◆ **Page extract**
====

Kelley and her husband Tom French had been trying for a child for four years before she fell pregnant with a donor egg. Two days after the 20-week ultrasound which confirmed their baby was healthy, Kelley started bleeding. She was crushed.

“I thought I’d lost the baby. I felt like a colossal failure,” French told The Independent.

She hadn't lost the baby. But doctors told her she needed to keep it alive for four weeks before it could be delivered. At 23 weeks and six days into the pregnancy, Juniper was born.

The experience that followed, where the two parents were glued to her incubator in the neonatal intensive care unit for six and a half months, has been retold by French in her book Juniper: The Girl Who Was Born Too Soon.

“The people we were on that day, we were not the same people six months later,” said French.

When Juniper came into the world, she weighed just 1lb 4oz and was what doctors describe as on “the edge of viability”. She couldn’t see, because her eyes were fused shut. Her skin was transparent.

Before that, doctors had warned the couple that there was an eighty percent chance that she would die, or be born with a moderate to severe disability. They just couldn’t predict exactly where or with what.

“The thing about having a micro preemie,” said French, using the term used to describe extremely premature babies, “is it’s not that there’s a possiblity of disability that's worrying, it’s that there’s so much uncertainty. You don’t know what disability the baby will have on what part of body. You can’t prepare.”

“When you have a baby that early you'r terrified that you’re going to get your heart broken,” said French, as many micro preemies die within days.

“When I met her for the first time I was just so scared and I was so wracked with guilt and I wanted her so much. I wanted to put her back inside or do anything to keep her safe. I told her ‘I’m sorry’ even though I didn’t do anything wrong.”

However tough, the experience changed the couple for the better, said French.

“People will say ‘you’re so strong and brave, I could never do that.’ Well, it’s not about being strong or brave. The world keeps turning and you can’t jump off it.

====

◆ **Task instructions**
Resume the account of Juniper's premature birth and her parents' months in neonatal intensive care, continuing after its final sentence.

====

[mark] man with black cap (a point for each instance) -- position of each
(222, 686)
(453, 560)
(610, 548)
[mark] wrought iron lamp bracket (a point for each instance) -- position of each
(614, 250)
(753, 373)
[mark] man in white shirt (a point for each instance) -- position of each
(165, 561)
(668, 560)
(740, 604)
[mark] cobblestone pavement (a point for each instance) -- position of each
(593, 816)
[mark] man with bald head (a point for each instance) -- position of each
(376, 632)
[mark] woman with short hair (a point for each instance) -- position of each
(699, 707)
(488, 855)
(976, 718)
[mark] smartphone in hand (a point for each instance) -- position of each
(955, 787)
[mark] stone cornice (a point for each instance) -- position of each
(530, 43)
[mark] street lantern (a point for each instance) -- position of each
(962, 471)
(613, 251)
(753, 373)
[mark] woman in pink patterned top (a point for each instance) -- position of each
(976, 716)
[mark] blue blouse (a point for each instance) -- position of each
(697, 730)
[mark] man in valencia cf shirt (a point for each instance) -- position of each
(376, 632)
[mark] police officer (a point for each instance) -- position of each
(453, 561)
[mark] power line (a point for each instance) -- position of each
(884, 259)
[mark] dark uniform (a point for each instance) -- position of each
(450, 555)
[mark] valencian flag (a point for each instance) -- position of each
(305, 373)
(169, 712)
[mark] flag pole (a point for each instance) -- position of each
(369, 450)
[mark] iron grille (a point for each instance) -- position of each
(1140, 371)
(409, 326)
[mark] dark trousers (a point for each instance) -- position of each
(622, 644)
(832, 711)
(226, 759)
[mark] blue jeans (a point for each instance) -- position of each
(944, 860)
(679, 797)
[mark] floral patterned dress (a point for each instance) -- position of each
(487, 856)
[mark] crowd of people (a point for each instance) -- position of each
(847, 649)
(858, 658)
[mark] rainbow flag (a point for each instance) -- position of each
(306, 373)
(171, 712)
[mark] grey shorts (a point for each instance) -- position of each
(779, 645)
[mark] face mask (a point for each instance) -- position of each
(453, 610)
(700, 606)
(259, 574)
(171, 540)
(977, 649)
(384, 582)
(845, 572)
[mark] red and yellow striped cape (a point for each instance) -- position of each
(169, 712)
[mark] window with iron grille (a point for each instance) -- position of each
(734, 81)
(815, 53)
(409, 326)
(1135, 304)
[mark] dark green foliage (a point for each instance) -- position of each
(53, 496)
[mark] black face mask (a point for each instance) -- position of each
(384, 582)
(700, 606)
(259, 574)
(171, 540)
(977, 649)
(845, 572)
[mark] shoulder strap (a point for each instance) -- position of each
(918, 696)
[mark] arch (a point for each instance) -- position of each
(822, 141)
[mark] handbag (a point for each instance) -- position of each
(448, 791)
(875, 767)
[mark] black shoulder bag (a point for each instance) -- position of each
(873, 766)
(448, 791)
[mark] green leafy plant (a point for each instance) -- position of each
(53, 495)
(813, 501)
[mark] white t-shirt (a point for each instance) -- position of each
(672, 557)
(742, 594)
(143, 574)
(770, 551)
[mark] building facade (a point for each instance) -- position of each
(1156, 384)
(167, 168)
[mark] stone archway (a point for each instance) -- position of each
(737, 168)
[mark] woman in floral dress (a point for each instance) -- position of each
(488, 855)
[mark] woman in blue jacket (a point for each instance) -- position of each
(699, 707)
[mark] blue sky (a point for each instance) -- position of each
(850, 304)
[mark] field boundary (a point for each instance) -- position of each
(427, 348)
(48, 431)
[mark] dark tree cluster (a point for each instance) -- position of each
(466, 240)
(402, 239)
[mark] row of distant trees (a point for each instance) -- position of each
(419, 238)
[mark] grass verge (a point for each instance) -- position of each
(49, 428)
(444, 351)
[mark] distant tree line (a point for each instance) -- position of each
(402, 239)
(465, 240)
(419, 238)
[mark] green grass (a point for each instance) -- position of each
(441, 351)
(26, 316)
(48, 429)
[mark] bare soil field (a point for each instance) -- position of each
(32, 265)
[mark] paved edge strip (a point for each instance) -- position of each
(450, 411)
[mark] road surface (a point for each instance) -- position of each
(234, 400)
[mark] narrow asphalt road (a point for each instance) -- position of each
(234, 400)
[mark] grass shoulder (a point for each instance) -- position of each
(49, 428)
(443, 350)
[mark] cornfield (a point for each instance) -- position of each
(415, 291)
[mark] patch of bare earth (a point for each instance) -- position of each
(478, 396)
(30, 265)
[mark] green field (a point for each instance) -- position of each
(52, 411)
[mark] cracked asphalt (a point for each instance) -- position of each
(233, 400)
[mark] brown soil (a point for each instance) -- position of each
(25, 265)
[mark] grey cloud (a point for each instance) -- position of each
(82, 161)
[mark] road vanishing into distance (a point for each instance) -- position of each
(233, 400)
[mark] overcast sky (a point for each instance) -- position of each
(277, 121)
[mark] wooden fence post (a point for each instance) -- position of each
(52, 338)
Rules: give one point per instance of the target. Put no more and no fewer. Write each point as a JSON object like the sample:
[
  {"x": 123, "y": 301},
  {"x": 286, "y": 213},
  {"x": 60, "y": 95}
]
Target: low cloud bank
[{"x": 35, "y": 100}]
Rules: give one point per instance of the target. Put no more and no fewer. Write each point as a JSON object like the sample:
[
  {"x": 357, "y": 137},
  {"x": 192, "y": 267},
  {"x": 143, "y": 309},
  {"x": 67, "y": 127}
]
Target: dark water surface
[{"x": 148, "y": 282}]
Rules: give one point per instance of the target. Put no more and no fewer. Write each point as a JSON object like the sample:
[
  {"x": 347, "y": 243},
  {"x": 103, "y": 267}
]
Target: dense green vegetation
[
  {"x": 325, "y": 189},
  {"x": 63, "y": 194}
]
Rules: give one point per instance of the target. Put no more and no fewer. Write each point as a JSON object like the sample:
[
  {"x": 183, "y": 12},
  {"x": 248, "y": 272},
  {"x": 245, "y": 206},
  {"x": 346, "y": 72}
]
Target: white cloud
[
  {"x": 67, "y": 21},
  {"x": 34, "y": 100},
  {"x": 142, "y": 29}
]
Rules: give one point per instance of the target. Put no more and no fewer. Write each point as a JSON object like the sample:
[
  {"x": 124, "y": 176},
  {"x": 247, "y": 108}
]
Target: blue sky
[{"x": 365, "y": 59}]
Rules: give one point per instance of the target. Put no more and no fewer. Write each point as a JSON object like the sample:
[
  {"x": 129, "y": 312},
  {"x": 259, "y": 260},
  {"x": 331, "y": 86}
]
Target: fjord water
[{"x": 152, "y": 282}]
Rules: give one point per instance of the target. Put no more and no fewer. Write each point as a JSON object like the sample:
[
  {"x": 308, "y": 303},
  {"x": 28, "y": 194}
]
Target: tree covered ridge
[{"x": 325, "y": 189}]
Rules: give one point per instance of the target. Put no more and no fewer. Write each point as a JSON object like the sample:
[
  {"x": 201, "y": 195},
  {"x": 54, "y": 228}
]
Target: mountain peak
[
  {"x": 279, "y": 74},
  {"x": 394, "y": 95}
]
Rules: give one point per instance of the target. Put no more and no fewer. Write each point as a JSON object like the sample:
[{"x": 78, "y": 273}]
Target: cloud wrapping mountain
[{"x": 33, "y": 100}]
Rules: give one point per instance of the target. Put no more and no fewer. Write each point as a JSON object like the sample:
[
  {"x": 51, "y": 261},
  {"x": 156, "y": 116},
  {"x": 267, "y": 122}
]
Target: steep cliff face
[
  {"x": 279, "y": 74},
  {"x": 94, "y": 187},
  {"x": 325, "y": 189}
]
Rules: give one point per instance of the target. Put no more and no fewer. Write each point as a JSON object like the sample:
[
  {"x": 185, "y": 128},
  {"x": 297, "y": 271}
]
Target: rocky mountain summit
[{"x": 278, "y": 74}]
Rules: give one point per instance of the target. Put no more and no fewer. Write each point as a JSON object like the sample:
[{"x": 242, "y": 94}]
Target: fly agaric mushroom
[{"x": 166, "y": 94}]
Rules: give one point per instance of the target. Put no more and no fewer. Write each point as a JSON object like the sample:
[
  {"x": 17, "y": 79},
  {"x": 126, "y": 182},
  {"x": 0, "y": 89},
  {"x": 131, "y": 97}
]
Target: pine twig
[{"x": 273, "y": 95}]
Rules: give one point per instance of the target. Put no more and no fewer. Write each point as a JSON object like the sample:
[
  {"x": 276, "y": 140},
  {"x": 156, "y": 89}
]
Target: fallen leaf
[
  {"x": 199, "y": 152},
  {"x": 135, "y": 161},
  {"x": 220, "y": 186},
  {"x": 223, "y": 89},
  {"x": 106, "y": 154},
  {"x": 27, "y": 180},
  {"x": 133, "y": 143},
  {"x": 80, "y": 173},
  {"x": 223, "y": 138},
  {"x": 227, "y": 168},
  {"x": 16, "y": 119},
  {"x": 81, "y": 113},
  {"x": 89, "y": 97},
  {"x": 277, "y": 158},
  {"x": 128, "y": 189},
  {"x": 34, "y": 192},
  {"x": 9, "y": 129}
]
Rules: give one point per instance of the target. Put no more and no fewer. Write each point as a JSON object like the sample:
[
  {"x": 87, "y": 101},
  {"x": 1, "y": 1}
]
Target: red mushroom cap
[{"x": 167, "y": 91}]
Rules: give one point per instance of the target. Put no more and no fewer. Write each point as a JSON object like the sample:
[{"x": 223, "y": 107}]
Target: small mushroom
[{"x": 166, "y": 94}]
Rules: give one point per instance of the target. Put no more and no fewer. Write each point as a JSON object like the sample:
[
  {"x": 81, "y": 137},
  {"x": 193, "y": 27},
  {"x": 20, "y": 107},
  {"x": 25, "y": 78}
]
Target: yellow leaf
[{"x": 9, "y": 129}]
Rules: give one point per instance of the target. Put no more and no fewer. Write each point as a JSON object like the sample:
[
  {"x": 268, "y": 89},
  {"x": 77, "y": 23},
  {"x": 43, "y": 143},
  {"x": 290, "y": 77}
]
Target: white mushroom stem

====

◆ **Answer for the task**
“But you learn to appreciate and celebrate moments. When we saw our daughter lurch into consciousness, it’s very profound and spiritual and transforming. I’d do anything to spare her that experience, but for myself I would not change a single day.

“I will never forget holding her hand between my fingertips. And holding her for the first time. And watching her eyes open for the first time and seeing her look at me.”

Since French wrote a Pulitzer-nominated piece on her experience and released the book, hundreds of people have been in touch with the couple to share their own stories. Perhaps the most touching are adults who were born premature and who have reassured the couple that Juniper can live a safe and healthy life.

“I met one at a book event and they wanted us to know that they’re strong, they’re proud of their scars. Those make me cry because I was afraid to imagine her grown up for so long. And to see beautiful strong smart grown women is just really powerful.”

Juniper is now aged five and knows – as much as a child can – about how she came into the world.

“She falls off her bike and she gets back up and says ‘I never give up!’ She draws strength from it.”

French adds that Juniper is at the age where she is fascinated by the prospect of death, but doesn’t quite understand it.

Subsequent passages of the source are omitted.